_ACTIVITY_
Set down, word for word, the part of the palliative care passage between "Neil MacDonald, M.D., emeritus" and "mitigate their suffering.", inclusive.

_DOCUMENT EXCERPT_
Neil MacDonald, M.D., emeritus professor at the University of Alberta and McGill University, then provided a historical context of palliative care. In the 1950s, he explained, many patients were dying in hospitals rather than in the comfort of their homes due to a wave of new treatments and therapiesy. Even though nearly three quarters of cancer patients experienced physical pain, doctors rarely used painkillers—such as morphine—to mitigate their suffering.

Palliative care is a relatively young field that shares its history with hospice care and its focus on caring for dying patients. Cicely Saunders, an English nurse and physician who sought to alleviate human suffering from terminal diagnoses, founded St. Christopher’s in London more than half a century ago to treat the physical, spiritual and psychological well-being of patients. The hospice movement, which sprang from Saunders’ vision and the commitment to addressing patients’ physical, emotional and spiritual needs, gained momentum in the following decades.

“As it was then, so it must continue. It is key that we do not lose the existential dimension of palliative care. Our success in assisting our patients and their families, not to mention ourselves, hasn’t changed in the decades since St. Christopher’s opened in 1967,” MacDonald said. “The key determinant in determining quality and … quantity of life remains our full understanding of interdependence of the four domains that interact to define human experience: physical, psychosocial, social and existential spiritual. To ignore any of these aspects is to ultimately hamstring our outcomes.”

_SUPPLIED DATA_
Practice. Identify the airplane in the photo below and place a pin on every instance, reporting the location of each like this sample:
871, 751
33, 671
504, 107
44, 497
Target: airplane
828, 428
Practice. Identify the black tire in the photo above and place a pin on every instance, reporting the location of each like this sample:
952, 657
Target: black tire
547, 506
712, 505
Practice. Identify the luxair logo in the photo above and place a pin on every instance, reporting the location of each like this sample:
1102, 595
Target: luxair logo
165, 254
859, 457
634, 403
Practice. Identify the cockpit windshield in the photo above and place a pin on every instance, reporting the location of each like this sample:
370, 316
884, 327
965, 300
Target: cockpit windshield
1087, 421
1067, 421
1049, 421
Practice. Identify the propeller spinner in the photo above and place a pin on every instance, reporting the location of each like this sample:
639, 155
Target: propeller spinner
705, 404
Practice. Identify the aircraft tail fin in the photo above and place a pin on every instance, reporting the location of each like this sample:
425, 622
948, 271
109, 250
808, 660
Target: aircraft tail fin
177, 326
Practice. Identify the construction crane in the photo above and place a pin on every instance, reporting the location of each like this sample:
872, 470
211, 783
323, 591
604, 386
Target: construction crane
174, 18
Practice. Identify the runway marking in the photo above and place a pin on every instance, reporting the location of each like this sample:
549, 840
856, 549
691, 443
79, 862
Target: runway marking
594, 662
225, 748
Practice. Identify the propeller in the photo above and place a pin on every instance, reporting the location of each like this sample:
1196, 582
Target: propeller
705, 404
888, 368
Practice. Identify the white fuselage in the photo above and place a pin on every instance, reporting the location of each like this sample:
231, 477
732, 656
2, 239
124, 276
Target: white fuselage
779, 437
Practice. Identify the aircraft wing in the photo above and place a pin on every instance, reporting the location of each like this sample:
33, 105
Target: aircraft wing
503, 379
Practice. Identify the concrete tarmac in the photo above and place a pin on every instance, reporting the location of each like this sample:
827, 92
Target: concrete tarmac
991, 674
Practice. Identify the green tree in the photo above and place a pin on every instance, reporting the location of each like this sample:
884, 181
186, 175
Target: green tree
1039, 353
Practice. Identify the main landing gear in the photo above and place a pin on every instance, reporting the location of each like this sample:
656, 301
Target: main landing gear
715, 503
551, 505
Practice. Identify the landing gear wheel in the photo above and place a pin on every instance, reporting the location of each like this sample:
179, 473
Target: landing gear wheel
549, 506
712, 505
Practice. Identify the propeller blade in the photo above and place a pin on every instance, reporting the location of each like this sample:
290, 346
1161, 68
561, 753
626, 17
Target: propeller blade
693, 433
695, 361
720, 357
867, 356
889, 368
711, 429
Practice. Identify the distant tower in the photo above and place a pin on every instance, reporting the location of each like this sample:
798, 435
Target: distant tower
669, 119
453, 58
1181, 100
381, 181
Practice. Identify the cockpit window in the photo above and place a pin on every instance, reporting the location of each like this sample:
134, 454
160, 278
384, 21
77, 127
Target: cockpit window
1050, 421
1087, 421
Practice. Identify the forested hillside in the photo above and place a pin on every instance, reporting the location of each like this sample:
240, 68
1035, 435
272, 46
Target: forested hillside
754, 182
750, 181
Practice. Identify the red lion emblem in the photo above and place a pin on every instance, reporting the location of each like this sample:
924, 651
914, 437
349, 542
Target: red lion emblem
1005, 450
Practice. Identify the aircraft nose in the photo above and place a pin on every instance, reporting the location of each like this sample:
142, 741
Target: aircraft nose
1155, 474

_ANSWER FOR THIS EXERCISE_
Neil MacDonald, M.D., emeritus professor at the University of Alberta and McGill University, then provided a historical context of palliative care. In the 1950s, he explained, many patients were dying in hospitals rather than in the comfort of their homes due to a wave of new treatments and therapiesy. Even though nearly three quarters of cancer patients experienced physical pain, doctors rarely used painkillers—such as morphine—to mitigate their suffering.